*Challenge:* Count the lines in the records below that contain the string "lanyard", matching case exactly. Reply with only the number.

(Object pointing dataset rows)
========

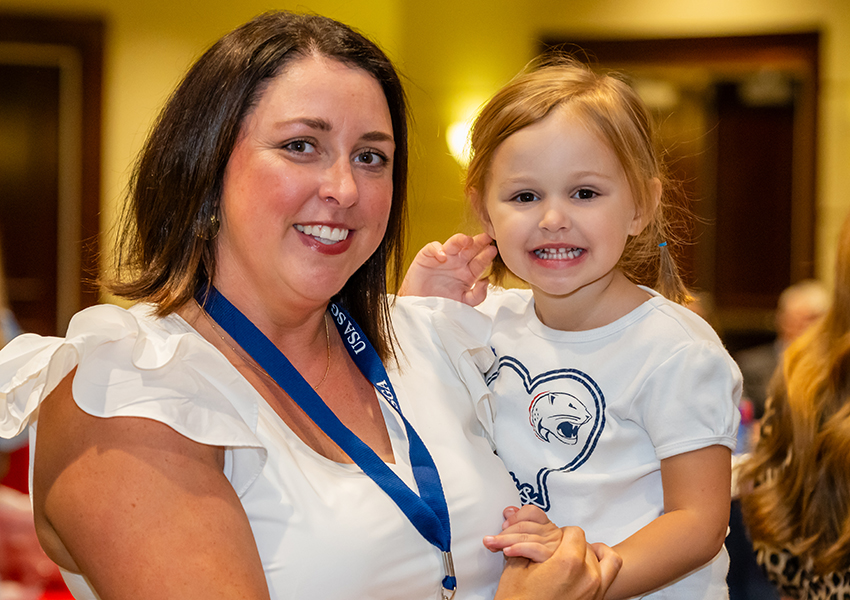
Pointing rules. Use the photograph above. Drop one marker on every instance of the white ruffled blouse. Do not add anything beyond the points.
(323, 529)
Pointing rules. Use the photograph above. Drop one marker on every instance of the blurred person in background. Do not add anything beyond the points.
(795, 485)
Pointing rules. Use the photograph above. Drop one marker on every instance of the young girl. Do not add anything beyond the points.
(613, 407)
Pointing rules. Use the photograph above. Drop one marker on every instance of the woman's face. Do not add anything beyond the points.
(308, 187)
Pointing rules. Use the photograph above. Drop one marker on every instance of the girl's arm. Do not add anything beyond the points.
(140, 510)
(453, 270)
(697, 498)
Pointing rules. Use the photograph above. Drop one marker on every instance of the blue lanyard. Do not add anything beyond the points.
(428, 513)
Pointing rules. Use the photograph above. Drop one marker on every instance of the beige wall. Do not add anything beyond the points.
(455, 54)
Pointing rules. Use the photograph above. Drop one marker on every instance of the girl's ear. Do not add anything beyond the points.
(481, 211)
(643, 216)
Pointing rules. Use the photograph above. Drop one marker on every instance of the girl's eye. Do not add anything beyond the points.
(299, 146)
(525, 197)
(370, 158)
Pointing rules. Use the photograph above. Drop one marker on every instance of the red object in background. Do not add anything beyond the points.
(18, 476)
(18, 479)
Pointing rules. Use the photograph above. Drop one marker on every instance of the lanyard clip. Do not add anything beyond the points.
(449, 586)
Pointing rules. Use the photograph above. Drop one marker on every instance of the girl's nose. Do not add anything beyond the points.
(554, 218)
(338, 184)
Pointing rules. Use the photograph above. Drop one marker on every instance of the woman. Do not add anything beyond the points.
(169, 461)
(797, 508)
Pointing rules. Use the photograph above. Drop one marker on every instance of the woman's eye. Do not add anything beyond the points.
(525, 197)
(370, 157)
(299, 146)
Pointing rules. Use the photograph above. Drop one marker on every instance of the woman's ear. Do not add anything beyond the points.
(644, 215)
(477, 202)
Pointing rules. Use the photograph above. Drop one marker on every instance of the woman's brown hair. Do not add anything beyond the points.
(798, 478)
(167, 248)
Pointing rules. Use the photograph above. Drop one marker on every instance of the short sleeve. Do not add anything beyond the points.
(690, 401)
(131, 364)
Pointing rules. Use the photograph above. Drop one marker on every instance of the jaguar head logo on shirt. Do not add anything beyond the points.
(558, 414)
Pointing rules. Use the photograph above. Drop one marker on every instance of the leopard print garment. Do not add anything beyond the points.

========

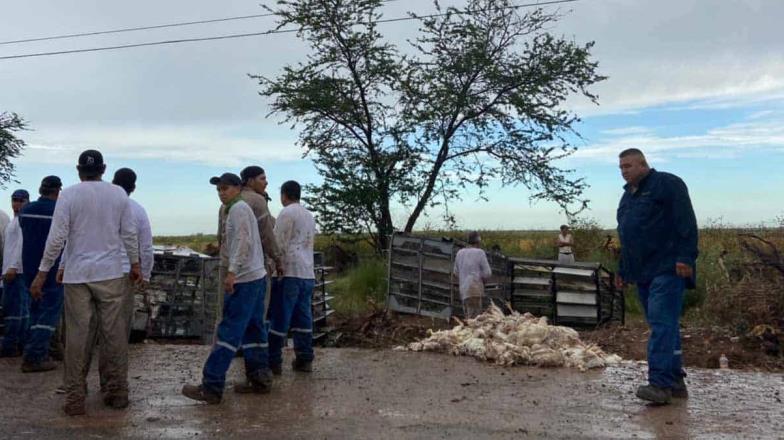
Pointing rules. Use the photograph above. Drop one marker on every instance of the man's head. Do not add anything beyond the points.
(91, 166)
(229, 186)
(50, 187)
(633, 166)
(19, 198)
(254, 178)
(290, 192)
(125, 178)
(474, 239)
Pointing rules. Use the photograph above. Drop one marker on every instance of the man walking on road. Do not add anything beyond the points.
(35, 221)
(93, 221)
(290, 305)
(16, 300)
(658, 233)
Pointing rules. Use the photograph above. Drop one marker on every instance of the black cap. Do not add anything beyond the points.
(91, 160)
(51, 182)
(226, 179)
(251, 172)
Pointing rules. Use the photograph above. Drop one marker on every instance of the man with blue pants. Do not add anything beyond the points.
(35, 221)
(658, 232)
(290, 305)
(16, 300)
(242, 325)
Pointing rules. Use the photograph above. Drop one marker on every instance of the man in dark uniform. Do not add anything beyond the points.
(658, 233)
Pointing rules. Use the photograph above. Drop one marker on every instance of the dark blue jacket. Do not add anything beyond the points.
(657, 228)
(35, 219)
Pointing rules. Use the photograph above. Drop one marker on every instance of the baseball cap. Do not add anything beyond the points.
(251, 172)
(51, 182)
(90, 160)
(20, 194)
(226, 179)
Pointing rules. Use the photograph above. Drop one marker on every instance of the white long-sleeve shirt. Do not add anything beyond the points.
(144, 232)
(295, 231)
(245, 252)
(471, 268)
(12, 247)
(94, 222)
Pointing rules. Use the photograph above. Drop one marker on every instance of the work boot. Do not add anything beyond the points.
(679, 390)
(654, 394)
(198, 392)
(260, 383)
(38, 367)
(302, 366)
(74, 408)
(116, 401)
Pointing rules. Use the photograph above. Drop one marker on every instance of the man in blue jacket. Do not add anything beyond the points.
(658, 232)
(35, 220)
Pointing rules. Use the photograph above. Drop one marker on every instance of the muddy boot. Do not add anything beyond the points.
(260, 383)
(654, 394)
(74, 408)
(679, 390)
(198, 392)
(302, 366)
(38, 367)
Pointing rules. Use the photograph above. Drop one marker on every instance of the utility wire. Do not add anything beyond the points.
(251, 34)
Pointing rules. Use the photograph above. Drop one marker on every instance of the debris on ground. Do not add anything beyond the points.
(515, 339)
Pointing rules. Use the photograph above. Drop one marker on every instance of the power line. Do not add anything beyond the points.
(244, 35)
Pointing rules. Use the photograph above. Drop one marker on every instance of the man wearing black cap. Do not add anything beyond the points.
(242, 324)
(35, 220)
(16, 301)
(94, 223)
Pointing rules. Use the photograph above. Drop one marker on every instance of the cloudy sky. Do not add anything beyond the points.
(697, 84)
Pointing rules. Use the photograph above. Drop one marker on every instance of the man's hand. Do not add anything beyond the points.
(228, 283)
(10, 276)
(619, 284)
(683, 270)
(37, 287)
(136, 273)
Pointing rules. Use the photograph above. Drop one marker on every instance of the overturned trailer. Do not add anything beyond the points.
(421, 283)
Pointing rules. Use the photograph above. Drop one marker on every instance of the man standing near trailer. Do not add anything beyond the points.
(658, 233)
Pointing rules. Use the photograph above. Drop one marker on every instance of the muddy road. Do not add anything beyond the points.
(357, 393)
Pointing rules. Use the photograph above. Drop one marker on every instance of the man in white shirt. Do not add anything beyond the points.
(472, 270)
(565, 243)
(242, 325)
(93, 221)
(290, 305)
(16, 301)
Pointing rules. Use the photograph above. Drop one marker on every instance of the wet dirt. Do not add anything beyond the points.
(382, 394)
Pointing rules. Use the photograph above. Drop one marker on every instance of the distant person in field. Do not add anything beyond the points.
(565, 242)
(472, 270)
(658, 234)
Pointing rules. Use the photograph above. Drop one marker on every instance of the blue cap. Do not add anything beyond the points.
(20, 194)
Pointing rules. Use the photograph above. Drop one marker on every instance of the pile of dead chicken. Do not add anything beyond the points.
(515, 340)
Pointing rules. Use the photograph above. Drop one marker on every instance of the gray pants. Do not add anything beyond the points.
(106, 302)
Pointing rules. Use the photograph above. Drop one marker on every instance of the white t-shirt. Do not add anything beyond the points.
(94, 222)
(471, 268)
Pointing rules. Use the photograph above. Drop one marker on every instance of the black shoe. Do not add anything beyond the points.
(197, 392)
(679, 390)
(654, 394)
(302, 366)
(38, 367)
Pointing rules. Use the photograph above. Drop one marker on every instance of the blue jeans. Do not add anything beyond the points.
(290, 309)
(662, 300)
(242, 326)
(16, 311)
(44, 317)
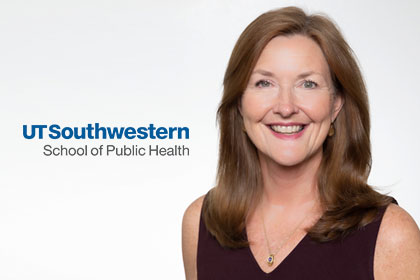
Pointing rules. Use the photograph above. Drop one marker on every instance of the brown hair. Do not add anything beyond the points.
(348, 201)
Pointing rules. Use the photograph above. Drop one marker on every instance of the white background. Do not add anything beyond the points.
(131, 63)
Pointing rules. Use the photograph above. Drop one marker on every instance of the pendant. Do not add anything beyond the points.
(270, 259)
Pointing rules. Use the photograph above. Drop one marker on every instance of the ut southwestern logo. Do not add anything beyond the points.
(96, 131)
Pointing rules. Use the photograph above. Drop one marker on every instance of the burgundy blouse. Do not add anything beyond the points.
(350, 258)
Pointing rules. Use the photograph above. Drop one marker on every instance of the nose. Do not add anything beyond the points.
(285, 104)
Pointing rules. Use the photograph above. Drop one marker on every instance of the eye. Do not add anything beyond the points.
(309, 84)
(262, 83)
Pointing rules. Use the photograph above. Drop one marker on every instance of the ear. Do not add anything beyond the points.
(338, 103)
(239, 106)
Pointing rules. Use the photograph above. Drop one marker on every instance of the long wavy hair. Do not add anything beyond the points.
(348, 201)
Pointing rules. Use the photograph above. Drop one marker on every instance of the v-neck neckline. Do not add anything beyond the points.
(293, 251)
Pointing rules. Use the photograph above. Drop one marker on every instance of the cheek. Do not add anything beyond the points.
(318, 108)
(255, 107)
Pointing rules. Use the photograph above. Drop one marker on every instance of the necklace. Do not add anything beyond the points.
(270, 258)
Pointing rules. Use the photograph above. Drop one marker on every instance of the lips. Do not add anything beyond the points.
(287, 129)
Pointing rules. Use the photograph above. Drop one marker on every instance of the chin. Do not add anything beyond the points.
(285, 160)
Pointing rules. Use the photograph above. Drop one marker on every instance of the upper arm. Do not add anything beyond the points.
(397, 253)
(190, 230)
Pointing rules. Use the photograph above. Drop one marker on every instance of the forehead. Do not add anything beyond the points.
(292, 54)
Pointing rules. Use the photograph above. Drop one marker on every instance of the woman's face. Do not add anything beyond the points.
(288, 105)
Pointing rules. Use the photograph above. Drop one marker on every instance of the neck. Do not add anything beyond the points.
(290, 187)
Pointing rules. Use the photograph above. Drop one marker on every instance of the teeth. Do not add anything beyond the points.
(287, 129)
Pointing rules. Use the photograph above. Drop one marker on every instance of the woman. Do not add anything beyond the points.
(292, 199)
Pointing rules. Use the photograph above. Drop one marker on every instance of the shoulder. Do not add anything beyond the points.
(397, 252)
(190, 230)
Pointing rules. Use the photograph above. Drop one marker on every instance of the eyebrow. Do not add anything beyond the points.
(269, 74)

========

*Solution to this problem:* 2